WORK ORDER:
All lines from the opening of the data to the line containing "Find the blue" must be returned unchanged, and only those lines.

INFORMATION GIVEN:
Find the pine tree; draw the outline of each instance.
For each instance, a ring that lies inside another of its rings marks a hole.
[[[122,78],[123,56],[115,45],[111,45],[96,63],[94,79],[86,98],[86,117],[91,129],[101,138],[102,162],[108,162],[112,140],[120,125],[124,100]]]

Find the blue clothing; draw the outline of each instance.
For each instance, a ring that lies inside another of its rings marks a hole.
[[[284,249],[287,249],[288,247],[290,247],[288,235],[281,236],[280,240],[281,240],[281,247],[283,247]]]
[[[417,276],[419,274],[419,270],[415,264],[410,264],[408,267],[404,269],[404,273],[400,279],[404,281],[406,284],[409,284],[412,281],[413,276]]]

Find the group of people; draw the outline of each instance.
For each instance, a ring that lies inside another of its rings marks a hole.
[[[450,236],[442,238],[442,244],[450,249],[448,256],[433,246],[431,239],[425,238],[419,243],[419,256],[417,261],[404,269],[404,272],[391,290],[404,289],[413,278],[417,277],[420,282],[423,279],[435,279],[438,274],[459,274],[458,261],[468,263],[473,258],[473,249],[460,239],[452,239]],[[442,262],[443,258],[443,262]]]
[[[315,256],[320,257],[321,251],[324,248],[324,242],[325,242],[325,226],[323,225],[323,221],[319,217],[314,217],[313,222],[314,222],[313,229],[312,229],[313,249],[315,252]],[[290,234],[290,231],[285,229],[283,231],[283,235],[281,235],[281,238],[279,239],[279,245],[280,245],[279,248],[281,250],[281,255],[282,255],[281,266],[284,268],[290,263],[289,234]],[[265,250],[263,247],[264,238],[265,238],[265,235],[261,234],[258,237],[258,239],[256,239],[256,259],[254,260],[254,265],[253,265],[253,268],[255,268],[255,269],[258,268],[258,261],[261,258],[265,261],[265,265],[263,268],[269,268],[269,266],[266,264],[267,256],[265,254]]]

TASK SOLUTION:
Find the pine tree; draw the outline of each instance.
For each instance, a ring that lies inside another of its rings marks a hole.
[[[122,78],[123,56],[115,45],[111,45],[96,63],[94,79],[86,98],[86,117],[91,129],[101,138],[102,162],[108,162],[112,140],[120,125],[124,100]]]

Find the blue clothing; draw the outline of each instance.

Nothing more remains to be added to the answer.